Recorded data
◆ ◆ ◆ ◆ ◆

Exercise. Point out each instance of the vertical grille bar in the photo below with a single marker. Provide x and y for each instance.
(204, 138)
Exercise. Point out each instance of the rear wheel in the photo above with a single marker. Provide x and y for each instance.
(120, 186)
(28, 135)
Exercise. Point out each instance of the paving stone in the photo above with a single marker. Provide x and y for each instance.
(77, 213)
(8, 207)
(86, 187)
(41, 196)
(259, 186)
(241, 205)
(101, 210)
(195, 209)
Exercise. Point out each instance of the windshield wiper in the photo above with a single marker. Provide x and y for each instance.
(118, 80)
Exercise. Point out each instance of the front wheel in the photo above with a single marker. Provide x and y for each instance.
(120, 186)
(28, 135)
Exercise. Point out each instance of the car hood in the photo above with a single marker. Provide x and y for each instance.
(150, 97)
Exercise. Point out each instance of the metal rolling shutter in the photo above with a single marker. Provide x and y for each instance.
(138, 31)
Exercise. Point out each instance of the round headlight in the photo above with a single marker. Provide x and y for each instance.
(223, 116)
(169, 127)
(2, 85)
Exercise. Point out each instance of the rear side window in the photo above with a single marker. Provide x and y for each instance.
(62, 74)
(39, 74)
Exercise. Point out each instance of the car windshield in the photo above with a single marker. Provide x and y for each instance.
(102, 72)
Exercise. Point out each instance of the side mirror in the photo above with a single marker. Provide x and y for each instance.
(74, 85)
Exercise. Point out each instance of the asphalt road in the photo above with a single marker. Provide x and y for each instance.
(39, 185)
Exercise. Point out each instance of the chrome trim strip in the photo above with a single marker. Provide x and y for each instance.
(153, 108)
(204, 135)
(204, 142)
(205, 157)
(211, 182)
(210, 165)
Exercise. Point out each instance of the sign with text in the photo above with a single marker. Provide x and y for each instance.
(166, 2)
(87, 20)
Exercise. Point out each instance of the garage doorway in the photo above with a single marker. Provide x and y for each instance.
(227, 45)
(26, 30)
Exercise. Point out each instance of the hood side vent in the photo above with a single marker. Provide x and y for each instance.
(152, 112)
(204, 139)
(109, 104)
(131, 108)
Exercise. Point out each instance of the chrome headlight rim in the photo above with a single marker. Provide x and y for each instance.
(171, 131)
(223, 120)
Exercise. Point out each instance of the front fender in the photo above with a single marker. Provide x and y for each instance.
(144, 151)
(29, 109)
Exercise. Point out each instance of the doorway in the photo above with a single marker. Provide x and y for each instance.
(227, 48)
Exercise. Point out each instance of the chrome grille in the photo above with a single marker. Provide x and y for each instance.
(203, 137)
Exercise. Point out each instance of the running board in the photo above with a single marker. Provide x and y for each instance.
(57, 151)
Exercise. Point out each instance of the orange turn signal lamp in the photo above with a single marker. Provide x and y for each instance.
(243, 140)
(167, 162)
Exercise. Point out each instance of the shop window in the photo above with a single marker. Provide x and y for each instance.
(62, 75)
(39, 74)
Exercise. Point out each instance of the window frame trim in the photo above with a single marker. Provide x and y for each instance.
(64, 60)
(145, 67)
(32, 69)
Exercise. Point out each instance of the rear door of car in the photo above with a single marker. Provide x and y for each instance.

◆ ◆ ◆ ◆ ◆

Write out all of the records above again, switching "single marker" to "single point" wherever it occurs. Keep everything else the same.

Exercise. Point out each instance of the vertical grille bar in the photo below with a single point. Provide x and y for each instance.
(204, 138)
Exercise. Point out each instance of the rear wheel in the photo above with a single point. Provide x and y for each instance.
(120, 186)
(28, 135)
Exercise. Point out each instance of the paving stone in the photo above with a single point. Provide x and y for each instance.
(77, 213)
(8, 207)
(86, 187)
(41, 196)
(259, 186)
(241, 205)
(101, 210)
(195, 209)
Exercise. Point out each instance of the windshield wiper in the photo above with a single point. Provide x and y for each instance.
(118, 80)
Exercise. Point out each instance of the front wheel in the photo above with a single point. Provide x and y for each instance.
(120, 186)
(28, 135)
Exercise. Point out each instance of the car hood in the photo above with a single point. Provide x and y for each instance.
(150, 97)
Exercise. Point out each instance of the metal rolling shutter in the photo above with a single point. Provide x and y for each instance.
(138, 31)
Exercise. Point out each instance of the round headlight in the photo above with a single point. Provide x and y for each instance.
(223, 116)
(169, 127)
(2, 85)
Exercise. Point out each instance of the rear side window in the photo above with a single point. Provide x and y for each instance.
(62, 74)
(39, 74)
Exercise. Point out each instance of the car windshield in the photo above with a single point. Provide x and y for each instance.
(102, 72)
Exercise. Point out each instance of the side mirror in the photo above with a single point. Provide x and y for each instance.
(74, 85)
Exercise. Point out each instance of the asphalt road in the photo above with a single point. Provide x and y for each instance.
(39, 185)
Exercise. Point out each instance of the chrome trim strip in the photo above with a single point. Provide x and y for each instance.
(153, 108)
(204, 135)
(204, 142)
(205, 157)
(211, 182)
(210, 165)
Exercise. Point out each instance of the sign with text in the photo above with a single point. Provide x and y for each instance.
(166, 2)
(87, 20)
Exercise. Point out each instance of the garage doorway in the photo above with a single point. Provide x and y for each instance.
(227, 45)
(26, 30)
Exercise. Point out each instance of the hood side vent in the photo above with a single point. Provide x and y for each instance.
(152, 112)
(204, 139)
(109, 104)
(131, 108)
Exercise. Point out each instance of the chrome headlight rim in the photo above with a single point. Provide x and y for each instance.
(171, 131)
(223, 120)
Exercise. Point out each instance of the front fender in the photo above with a single point. Provide x and y for each instance.
(144, 151)
(29, 109)
Exercise. Point out each instance of the doorway in the photo above with a single point. Provide x and y for each instance.
(227, 48)
Exercise. Point out each instance of the chrome grille in the photo above with a single point. Provide x and y for each instance.
(203, 137)
Exercise. Point out each instance of the running board in the photo above with a single point. Provide x and y for each instance.
(57, 151)
Exercise. Point out each instance of the orange turn signal lamp in the photo above with a single point. Provide x and y for each instance.
(243, 140)
(167, 162)
Exercise. Point out each instance of the shop window in the photo above with a single point. Provide x and y for each instance.
(62, 75)
(39, 74)
Exercise. Point out each instance of the window frame trim in the photo above with a single point. Provide x and y for each instance.
(64, 60)
(145, 67)
(32, 69)
Exercise. Point out each instance of the rear door of car in the photo above with a single point. Provide x and y for each instance.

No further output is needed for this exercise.